--- DATA FOR THE TASK Enclosed Below ---

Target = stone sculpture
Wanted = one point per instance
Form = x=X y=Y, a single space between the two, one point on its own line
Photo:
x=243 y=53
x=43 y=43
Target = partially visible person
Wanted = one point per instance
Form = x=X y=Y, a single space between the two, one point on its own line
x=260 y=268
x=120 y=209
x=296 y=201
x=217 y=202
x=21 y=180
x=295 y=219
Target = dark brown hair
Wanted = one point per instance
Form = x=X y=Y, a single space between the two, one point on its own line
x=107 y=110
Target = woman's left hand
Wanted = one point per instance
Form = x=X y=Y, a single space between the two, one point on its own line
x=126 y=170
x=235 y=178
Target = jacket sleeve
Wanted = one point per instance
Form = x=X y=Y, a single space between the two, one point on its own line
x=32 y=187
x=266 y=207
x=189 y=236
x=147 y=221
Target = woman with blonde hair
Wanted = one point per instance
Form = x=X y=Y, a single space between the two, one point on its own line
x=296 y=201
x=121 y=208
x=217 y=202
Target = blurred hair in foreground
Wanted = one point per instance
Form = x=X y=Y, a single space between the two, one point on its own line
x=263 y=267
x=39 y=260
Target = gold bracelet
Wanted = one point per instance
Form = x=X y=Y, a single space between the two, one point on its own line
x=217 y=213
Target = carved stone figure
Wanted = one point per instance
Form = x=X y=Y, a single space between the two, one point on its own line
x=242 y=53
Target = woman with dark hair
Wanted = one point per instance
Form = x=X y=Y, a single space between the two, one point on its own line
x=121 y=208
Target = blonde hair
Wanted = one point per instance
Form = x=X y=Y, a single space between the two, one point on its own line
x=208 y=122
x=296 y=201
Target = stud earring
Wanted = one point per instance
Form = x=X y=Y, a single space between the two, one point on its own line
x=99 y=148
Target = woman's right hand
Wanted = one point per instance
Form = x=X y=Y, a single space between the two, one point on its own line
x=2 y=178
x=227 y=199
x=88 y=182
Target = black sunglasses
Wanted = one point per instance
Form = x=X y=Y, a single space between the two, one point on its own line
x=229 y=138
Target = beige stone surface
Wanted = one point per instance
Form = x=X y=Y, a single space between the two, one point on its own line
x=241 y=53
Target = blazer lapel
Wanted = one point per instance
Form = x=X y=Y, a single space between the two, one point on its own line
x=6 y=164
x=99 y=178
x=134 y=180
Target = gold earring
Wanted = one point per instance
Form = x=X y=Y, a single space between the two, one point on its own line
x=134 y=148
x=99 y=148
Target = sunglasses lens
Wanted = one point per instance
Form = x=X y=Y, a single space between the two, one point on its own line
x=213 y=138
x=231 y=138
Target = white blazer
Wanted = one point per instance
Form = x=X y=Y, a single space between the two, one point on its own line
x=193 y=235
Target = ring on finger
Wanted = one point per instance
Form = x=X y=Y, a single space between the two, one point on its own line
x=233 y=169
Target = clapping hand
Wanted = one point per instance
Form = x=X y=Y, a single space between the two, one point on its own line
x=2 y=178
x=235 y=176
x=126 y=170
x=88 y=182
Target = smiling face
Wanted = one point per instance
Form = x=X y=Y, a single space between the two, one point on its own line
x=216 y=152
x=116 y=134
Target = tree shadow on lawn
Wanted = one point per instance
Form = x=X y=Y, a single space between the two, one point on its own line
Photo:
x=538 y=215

--- End of Enclosed DATA FOR THE TASK ---

THE PROBLEM
Transcribe the records exactly as they appear.

ANSWER SPACE
Target = stone sculpture
Wanted = one point per instance
Form = x=X y=Y, a single space between the two, one point on its own line
Photo:
x=243 y=53
x=43 y=43
Target = partially visible person
Wanted = one point per instance
Form = x=X y=Y, a single space between the two, one point on its own line
x=260 y=268
x=120 y=209
x=296 y=201
x=217 y=202
x=21 y=180
x=295 y=219
Target = dark brown hair
Wanted = one point per instance
Form = x=X y=Y, a single space between the two, one point on its own line
x=107 y=110
Target = woman's left hand
Wanted = one point per instance
Form = x=X y=Y, a single space between the two, one point on its own line
x=126 y=170
x=235 y=178
Target = jacket sleeve
Wanted = one point per instance
Form = x=X y=Y, a single space between the two, one point on its own line
x=32 y=187
x=266 y=207
x=189 y=236
x=147 y=221
Target = woman with blonde hair
Wanted = one point per instance
Form = x=X y=Y, a single space between the two, one point on its own line
x=296 y=201
x=121 y=208
x=217 y=202
Target = blurred hair in foreground
Wanted = one point per instance
Form = x=X y=Y, a single space between the two, one point on its own line
x=263 y=267
x=39 y=260
Target = gold bracelet
Wanted = one point per instance
Form = x=X y=Y, a single space between the two, one point on its own line
x=217 y=213
Target = carved stone figure
Wanted = one point per instance
Form = x=X y=Y, a single space between the two, one point on its own line
x=242 y=53
Target = woman with dark hair
Wanted = one point per instance
Form = x=X y=Y, a single space between the two, one point on its own line
x=121 y=208
Target = blonde hair
Wanted = one point per instance
Form = x=X y=Y, a single space between the two, one point on its own line
x=208 y=122
x=296 y=201
Target = stud earring
Wanted = one point per instance
Form = x=X y=Y, a single space between the two, one point on its own line
x=99 y=148
Target = woman's right hand
Wanted = one point per instance
Form = x=X y=Y, a single space between the two, one point on its own line
x=2 y=178
x=227 y=199
x=88 y=182
Target = black sunglasses
Wanted = one point per instance
Form = x=X y=Y, a single space between the two, one point on its own line
x=229 y=138
Target = beige stone surface
Wanted = one point per instance
Form = x=X y=Y, a single space between the two, one point on its own line
x=241 y=53
Target = blazer lapel
Wanted = one point per instance
Form = x=X y=Y, a single space between the two, one point on its own line
x=6 y=164
x=99 y=178
x=134 y=180
Target = gold earring
Wanted = one point per instance
Form = x=X y=Y, a single space between the two, one point on its own line
x=134 y=148
x=99 y=148
Target = sunglasses lens
Wanted = one point per instance
Form = x=X y=Y, a single space between the two, one point on its own line
x=213 y=138
x=231 y=138
Target = white blazer
Wanted = one point per instance
Form = x=X y=Y, a single space between the two, one point on its own line
x=193 y=235
Target = ring on finger
Wanted = one point per instance
Form = x=X y=Y, a single space between the two, one point on its own line
x=233 y=169
Target = clapping hand
Wanted = one point per instance
Form = x=X y=Y, a single space between the two, one point on its own line
x=2 y=178
x=235 y=176
x=126 y=170
x=88 y=182
Target = smiling face
Wanted = one point per instance
Form = x=X y=Y, a single space between the two, one point on its own line
x=216 y=152
x=116 y=134
Target = tree shadow on lawn
Wanted = one point per instance
Form = x=X y=Y, a single space between the two, one point on its own line
Photo:
x=538 y=215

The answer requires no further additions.